• [PROBLEM TO WORK ON]:
Can you copy the material below word for word, beginning at the line that contains "of the door" and stopping after the final line of the material, with nothing else?

* * * * * * * * *

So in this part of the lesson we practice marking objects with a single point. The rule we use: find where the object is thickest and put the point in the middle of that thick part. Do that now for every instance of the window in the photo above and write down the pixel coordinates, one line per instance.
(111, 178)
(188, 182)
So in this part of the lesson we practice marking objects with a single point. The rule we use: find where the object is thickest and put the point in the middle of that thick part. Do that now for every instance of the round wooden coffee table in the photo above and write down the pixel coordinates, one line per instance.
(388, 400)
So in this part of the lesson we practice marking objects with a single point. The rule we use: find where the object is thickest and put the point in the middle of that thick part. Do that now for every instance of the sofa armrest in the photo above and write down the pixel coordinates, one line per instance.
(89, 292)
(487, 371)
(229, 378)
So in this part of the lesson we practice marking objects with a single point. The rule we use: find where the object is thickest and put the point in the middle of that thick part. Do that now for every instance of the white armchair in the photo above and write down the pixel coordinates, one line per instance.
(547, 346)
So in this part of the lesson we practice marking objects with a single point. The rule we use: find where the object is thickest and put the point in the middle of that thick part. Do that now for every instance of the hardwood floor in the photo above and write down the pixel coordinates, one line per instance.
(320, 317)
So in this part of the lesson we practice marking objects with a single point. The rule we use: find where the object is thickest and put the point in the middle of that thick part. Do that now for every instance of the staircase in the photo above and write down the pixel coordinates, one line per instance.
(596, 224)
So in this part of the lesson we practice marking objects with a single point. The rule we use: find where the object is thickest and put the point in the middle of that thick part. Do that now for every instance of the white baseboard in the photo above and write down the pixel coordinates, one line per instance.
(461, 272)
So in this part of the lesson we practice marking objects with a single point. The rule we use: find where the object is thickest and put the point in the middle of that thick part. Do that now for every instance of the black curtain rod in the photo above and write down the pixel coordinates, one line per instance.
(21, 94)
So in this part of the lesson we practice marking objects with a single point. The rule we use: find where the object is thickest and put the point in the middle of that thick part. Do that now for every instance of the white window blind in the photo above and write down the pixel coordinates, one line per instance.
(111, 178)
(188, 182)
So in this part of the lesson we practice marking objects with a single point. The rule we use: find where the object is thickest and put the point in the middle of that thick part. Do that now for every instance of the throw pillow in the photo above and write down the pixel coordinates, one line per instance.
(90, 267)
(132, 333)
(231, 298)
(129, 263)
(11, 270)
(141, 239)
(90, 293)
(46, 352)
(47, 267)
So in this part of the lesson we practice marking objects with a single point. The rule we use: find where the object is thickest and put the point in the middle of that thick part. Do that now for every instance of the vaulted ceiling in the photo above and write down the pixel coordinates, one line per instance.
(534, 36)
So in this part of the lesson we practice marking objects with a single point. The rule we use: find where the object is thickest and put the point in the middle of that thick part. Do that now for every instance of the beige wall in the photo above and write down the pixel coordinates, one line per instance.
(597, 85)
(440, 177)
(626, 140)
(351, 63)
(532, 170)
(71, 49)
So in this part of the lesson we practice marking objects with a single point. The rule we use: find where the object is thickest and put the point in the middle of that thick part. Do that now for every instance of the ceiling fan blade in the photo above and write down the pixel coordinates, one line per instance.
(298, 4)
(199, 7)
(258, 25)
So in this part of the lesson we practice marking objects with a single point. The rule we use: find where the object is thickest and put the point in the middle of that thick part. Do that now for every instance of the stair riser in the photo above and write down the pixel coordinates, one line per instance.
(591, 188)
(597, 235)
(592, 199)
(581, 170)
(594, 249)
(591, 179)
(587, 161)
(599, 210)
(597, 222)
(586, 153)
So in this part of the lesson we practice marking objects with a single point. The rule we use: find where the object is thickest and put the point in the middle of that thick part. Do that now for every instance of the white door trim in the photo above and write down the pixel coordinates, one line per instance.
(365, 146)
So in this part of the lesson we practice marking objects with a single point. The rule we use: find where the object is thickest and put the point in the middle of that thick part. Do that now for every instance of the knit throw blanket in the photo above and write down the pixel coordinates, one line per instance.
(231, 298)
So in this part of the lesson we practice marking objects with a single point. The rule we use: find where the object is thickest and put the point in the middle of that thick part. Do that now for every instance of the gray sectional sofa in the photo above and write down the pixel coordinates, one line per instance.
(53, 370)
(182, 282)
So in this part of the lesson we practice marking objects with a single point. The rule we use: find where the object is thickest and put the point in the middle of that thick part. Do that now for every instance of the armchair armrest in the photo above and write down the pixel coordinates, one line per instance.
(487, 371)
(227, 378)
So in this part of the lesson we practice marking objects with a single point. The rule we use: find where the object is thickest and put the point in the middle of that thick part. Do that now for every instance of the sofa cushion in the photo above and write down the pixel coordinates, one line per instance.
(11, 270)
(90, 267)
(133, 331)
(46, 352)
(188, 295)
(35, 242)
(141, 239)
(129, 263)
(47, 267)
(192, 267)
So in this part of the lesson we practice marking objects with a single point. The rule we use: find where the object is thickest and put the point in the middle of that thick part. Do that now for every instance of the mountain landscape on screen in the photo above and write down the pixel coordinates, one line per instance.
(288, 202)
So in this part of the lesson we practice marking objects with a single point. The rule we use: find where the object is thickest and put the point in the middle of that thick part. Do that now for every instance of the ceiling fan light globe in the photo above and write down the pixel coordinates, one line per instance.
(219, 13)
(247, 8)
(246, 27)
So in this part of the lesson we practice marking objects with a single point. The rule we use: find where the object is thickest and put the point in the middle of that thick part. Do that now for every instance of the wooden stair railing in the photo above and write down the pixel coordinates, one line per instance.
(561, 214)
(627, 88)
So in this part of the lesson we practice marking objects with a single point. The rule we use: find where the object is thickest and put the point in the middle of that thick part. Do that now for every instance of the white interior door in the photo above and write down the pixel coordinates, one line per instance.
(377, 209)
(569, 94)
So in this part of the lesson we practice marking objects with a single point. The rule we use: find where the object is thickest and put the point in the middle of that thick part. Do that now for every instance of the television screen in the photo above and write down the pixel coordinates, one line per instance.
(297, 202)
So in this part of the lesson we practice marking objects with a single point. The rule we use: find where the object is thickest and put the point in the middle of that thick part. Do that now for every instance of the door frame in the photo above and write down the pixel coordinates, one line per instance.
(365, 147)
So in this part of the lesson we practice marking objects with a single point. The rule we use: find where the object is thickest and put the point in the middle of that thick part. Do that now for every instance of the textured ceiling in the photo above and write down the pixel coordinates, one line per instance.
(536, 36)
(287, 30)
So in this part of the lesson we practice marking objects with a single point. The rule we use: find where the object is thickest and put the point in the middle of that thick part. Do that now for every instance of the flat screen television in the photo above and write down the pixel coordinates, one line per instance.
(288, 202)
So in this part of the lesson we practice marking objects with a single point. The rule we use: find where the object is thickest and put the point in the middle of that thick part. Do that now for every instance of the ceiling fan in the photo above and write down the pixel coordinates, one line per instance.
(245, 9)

* * * * * * * * *

• [EXERCISE ANSWER]:
So in this part of the lesson we practice marking objects with a single point. The rule we use: find where the object is thickest and put the point in the middle of that thick part. Do that now for every instance of the door frame in the photo above and write down the pixel coordinates, one line per instance.
(365, 147)
So in this part of the lesson we practice marking objects with a single point. The rule we use: find where the object is thickest and put the point in the middle of that thick part. Do that now for every instance of the textured ceiling in the photo above and write down the pixel coordinates, one line per instance.
(536, 36)
(287, 30)
So in this part of the lesson we practice marking objects with a single point. The rule we use: find where the object is thickest and put the point in the middle of that thick part. Do that now for every instance of the flat screen television in the photo above and write down the pixel coordinates, one line per instance.
(288, 202)
So in this part of the lesson we practice marking objects with a single point. The rule we use: find where the object is thickest and put the point in the middle of that thick part. Do that now for every instance of the ceiling fan in the photo above and write down the pixel coordinates, one line per instance.
(245, 9)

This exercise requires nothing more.